### PROBLEM REQUIREMENTS
Return all of the entries exactly as written.

### RECORD EXCERPTS

# # # #

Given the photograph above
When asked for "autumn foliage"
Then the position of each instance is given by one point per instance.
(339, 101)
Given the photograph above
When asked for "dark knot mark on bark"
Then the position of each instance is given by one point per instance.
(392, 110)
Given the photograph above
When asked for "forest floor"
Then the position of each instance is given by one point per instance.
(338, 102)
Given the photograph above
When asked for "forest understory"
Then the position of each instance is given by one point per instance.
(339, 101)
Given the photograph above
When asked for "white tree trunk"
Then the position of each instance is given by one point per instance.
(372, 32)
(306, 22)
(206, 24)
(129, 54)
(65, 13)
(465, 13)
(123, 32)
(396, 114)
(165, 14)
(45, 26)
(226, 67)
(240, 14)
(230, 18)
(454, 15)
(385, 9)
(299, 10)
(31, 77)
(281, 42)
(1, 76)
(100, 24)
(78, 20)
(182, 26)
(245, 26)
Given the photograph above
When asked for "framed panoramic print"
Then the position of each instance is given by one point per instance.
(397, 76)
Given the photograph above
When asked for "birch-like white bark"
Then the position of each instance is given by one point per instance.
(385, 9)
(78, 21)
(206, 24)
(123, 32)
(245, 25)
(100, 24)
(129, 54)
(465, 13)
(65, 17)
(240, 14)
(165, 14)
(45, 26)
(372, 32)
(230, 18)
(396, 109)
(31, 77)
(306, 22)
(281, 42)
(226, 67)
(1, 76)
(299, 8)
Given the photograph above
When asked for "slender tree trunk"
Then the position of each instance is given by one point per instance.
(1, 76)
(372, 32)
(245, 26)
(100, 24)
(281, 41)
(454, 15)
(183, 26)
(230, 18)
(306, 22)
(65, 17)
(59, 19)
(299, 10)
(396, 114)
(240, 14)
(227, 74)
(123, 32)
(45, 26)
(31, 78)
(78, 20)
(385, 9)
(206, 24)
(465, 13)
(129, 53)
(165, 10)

# # # #

### FINISHED EXERCISE
Given the photograph above
When asked for "autumn foliage"
Then the position of each instance is given by one point per instance.
(339, 101)
Given the photograph above
When asked for "dark knot mark on bark"
Then the position of each instance is given by one point per instance.
(392, 110)
Given the photograph above
When asked for "forest floor"
Then the position of each instance is given by one point per instance.
(338, 102)
Given the photograph above
When asked for "forest understory"
Then the position of each instance is given by one point per instance.
(339, 101)
Given the photograph above
When asked for "white tree trunk"
Then the position of each instance is given by one point per instance.
(372, 32)
(306, 22)
(206, 24)
(129, 54)
(65, 13)
(465, 13)
(123, 32)
(396, 114)
(165, 14)
(45, 26)
(226, 67)
(240, 14)
(230, 18)
(454, 15)
(385, 9)
(299, 10)
(31, 77)
(281, 42)
(1, 76)
(100, 24)
(78, 20)
(182, 26)
(245, 26)
Given the photograph above
When asked for "framed panoramic print"
Then the position of each instance is given by one point per instance.
(397, 76)
Given the photograph above
When asked for "birch-like white bark"
Then the position of each instance is given by one point per instance.
(385, 9)
(78, 21)
(206, 24)
(123, 32)
(245, 25)
(100, 24)
(129, 54)
(465, 13)
(65, 17)
(240, 14)
(165, 14)
(45, 26)
(372, 32)
(230, 18)
(396, 109)
(31, 77)
(306, 22)
(281, 42)
(226, 67)
(1, 76)
(299, 8)
Given the photograph above
When asked for "slender tree trunk"
Then the position of each instance is given by one point per instance.
(1, 76)
(372, 32)
(245, 26)
(100, 24)
(281, 41)
(454, 15)
(183, 26)
(230, 18)
(306, 22)
(65, 17)
(59, 19)
(299, 10)
(396, 114)
(240, 14)
(227, 74)
(123, 32)
(45, 26)
(31, 78)
(78, 20)
(385, 9)
(206, 24)
(465, 13)
(129, 53)
(165, 10)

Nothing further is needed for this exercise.